Goal: Find each line in the listing below that contains the string "wall" and copy those lines out. Letter case counts.

Stored items
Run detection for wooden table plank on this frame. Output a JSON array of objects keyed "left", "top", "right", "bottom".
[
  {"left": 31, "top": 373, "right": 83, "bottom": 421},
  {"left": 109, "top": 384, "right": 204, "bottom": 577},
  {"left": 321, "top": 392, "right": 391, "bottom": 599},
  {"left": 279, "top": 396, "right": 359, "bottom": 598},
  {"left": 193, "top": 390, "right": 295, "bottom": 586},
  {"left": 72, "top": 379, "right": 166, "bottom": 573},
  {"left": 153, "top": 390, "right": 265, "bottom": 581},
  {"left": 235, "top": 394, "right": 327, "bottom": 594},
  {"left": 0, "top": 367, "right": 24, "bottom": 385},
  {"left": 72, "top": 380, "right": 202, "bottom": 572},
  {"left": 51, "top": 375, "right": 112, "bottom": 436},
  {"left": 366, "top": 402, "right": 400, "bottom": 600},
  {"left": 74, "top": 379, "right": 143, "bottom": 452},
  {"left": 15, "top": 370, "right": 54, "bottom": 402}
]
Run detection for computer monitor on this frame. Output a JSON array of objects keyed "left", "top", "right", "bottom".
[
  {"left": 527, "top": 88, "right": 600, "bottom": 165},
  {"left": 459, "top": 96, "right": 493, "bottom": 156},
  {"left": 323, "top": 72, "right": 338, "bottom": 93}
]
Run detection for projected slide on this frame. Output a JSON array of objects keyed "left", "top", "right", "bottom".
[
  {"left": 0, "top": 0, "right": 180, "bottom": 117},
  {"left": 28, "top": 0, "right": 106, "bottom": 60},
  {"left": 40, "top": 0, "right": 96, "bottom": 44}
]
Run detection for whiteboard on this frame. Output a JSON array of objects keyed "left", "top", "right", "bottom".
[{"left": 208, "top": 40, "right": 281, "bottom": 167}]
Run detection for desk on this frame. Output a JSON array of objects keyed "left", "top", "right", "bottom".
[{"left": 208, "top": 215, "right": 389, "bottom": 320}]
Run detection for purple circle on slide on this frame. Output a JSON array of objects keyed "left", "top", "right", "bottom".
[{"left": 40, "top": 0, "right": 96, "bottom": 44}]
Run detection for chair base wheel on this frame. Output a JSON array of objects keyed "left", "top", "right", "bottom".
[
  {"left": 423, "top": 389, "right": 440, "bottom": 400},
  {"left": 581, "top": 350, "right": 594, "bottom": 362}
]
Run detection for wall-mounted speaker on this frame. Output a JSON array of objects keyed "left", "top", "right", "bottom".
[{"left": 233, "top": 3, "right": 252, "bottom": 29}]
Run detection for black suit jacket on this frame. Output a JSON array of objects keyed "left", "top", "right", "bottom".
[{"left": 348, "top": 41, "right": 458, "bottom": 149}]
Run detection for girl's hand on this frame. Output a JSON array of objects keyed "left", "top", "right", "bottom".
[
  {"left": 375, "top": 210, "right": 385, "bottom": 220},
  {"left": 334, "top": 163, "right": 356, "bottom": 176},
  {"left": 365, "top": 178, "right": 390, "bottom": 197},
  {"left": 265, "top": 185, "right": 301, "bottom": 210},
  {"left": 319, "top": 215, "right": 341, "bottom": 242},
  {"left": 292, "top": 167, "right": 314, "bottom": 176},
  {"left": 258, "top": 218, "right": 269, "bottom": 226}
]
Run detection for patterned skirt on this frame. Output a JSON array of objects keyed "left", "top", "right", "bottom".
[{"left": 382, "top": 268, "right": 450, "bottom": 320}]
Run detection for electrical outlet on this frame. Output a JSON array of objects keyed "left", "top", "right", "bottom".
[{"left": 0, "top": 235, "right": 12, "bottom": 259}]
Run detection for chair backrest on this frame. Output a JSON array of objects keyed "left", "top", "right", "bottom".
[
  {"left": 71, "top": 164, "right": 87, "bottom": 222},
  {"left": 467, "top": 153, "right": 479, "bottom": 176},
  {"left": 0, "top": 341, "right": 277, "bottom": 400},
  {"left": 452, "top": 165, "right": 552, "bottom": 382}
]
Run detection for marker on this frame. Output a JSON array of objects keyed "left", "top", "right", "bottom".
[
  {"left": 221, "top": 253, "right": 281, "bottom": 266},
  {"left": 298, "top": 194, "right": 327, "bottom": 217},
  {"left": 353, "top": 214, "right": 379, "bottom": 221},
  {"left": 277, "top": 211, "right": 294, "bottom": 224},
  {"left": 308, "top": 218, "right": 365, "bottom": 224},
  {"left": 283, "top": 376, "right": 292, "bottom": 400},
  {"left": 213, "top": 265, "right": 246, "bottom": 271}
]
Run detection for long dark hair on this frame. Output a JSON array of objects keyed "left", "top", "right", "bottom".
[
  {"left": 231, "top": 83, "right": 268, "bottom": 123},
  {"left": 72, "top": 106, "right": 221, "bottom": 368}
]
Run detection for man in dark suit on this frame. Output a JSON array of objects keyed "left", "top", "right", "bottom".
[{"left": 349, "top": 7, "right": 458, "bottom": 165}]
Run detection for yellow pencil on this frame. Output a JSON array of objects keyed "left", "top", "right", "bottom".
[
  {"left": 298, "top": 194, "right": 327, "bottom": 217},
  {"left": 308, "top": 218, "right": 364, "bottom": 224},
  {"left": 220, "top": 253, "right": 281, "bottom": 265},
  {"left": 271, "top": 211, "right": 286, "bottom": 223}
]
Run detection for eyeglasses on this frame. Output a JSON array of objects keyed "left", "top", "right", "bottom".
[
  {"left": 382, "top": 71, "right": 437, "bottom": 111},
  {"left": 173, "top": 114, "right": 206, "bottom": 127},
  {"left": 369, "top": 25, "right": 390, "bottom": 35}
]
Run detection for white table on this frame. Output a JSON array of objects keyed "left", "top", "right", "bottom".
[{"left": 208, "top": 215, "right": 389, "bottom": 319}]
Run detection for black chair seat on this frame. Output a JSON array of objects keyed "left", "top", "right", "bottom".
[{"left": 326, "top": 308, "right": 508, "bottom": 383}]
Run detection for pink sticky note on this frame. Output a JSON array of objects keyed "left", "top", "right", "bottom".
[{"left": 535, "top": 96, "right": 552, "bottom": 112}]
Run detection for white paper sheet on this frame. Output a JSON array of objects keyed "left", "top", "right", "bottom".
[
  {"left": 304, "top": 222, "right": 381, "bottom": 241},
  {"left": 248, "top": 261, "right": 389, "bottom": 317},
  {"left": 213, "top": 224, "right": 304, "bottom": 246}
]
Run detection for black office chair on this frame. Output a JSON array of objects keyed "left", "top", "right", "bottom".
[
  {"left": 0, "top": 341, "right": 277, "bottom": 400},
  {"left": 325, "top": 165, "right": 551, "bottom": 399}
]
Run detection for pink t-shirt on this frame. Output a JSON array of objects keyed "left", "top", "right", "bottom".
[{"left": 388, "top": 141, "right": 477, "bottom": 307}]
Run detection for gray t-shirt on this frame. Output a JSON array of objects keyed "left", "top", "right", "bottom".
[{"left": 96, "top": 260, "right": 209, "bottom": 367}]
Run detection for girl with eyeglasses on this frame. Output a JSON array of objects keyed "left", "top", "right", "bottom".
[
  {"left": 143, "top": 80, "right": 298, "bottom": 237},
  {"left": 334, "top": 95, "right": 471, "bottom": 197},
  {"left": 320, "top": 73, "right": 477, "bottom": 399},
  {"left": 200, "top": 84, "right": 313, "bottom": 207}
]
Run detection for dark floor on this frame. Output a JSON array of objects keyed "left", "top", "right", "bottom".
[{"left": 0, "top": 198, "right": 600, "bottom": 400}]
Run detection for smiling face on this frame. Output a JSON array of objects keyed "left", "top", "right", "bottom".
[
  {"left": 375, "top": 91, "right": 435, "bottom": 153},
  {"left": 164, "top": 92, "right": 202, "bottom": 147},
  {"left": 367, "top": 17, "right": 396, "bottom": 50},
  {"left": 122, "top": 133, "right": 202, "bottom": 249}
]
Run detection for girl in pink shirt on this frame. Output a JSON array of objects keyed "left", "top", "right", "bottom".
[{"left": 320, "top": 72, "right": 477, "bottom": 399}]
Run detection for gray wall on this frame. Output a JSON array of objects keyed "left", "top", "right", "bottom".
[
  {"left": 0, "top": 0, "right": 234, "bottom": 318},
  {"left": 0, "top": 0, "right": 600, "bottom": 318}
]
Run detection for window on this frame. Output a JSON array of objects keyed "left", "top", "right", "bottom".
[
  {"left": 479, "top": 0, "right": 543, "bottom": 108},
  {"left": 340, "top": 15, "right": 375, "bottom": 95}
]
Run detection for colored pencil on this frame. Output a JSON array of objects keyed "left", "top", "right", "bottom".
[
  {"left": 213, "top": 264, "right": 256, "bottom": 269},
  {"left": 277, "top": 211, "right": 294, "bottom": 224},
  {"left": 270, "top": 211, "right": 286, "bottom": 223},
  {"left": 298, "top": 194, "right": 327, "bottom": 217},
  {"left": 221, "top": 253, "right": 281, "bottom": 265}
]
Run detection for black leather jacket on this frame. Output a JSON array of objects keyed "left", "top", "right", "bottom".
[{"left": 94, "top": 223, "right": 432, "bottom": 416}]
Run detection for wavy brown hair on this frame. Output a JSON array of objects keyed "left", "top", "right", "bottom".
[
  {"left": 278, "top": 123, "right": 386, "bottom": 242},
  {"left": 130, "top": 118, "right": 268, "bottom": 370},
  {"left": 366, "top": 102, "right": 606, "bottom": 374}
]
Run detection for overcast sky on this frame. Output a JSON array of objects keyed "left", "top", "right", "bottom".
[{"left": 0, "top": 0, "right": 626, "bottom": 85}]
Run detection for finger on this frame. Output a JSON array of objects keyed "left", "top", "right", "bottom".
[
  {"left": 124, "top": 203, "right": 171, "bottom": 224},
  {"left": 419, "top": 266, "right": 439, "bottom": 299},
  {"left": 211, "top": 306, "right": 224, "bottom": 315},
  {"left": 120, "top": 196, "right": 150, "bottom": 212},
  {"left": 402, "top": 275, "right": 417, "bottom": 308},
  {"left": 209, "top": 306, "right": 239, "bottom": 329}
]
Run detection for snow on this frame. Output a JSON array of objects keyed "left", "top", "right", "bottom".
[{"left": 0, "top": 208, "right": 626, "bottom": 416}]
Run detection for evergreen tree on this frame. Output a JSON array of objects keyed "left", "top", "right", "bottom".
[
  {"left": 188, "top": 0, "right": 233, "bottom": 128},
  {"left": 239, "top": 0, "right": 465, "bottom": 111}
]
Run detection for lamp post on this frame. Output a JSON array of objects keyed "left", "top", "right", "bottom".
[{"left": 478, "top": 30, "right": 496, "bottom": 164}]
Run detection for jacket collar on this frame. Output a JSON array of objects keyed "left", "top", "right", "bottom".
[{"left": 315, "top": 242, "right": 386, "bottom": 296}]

Solution:
Run detection for wall-mounted speaker on this frame. Output a JSON array of objects keyed "left", "top", "right", "bottom".
Run detection for gray wall on this frame. Output a JSON array of objects keyed "left", "top", "right", "bottom".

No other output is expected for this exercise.